### Questions on the material
a – According to the news report on Dr Chia's suspension, for how many years had Dr Chia practiced in that specialty?
b – Resume the news report on Dr Chia's suspension, picking up after its final sentence.

### Text
============
Over 1,000 doctors appeal against suspension of paediatrician who failed to diagnose serious childhood disease

This article is more than 12 months old

Doctors expressed their "grave reservations" with an SMC disciplinary tribunal's decision to suspend Dr Chia

In an unprecedented move, more than 1,000 doctors have petitioned the Director of Medical Services to revoke the three-month suspension of a paediatrician for failing to diagnose a serious childhood disease in a toddler.

The decision by the Singapore Medical Council (SMC) on Dr Chia Foong Lin, a private practitioner on call at Gleneagles Hospital for the case, was upheld by the Supreme Court last month.

The petition, started on July 4, was sent yesterday to Associate Professior Benjamin Ong, who as Director of Medical Services at the Ministry of Health, is the top medical official in the country.

In it, the doctors expressed their "grave reservations" with an SMC disciplinary tribunal's decision to suspend Dr Chia, a paediatrician of 23 years.

They said: "We respect the judgment, but we strongly feel the punishment was too harsh."

Dr Chia had been found guilty by the tribunal of failing to diagnose a one-year-old with Kawasaki disease (KD), an acquired illness that could potentially cause heart problems.
============
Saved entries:
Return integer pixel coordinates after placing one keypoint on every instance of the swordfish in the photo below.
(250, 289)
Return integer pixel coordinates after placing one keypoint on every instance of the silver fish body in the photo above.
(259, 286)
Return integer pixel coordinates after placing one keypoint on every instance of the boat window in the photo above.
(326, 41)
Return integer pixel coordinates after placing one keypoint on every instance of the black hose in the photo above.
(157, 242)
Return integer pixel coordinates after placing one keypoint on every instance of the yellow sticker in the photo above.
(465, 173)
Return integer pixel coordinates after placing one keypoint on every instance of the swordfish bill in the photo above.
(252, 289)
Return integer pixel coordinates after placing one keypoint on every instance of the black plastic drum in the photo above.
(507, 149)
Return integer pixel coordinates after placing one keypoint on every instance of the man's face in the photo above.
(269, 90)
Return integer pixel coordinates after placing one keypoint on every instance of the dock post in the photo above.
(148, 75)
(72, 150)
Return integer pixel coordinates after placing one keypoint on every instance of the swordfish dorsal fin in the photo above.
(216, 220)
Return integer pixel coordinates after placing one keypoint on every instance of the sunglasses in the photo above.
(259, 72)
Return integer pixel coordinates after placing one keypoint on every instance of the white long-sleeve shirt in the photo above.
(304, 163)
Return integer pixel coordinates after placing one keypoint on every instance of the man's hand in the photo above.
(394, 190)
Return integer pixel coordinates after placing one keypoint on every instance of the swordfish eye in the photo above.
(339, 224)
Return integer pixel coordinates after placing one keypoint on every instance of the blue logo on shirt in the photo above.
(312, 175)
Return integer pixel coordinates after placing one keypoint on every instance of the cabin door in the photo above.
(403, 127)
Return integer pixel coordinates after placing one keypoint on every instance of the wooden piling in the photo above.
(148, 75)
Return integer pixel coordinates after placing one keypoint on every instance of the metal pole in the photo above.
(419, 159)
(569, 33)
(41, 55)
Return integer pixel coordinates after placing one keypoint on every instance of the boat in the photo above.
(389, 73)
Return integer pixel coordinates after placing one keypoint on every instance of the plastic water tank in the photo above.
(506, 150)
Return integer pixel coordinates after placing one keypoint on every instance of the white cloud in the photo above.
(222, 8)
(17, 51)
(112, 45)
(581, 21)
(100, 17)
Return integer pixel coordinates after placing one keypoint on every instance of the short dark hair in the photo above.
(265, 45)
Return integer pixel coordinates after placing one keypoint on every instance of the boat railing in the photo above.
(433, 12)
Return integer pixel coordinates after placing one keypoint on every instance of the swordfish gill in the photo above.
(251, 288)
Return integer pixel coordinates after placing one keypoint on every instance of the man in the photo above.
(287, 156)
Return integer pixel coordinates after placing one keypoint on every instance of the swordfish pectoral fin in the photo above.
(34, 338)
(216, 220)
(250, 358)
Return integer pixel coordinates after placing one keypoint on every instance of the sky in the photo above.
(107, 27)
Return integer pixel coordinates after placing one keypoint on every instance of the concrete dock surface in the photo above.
============
### Answers to the exercises
a – 23 years

b –
It suspended her from practice for three months, the minimum suspension possible for gross negligence in not diagnosing and treating the child correctly.

She appealed to the Court of Three Judges, which upheld the tribunal's decision.

In upholding the disciplinary tribunal's decision, the court had said: "It is crucial for a paediatrician to maintain a high index of suspicion in relation to KD."

It added: "If she had kept an open mind and maintained a proper appreciation of the symptoms related to KD or incomplete KD, and not been consumed by her own initial diagnosis of viral fever, she would not have failed to undertake the requisite tests to exclude KD.

"It was not simply an error of judgment but a serious oversight."

It is believed that this is the first time so many doctors have come out in support of a colleague.

The petitioners said they were concerned by the severity of her punishment and argued that a censure or warning would have been more appropriate to raise awareness and vigilance among doctors.

The SMC, meanwhile, has defended the judgment of its disciplinary tribunal (DT).

It told The Straits Times that Dr Chia had "at least three occasions of serious lapses" involving the patient.

As a result, Dr Chia "fell short of the reasonable standard of due care and attention expected of her".

As to the petition from the doctors, the SMC said under the Medical Registration Act "there is no appealing the High Court's decision and, therefore, the DT cannot consider withdrawing the order of suspension".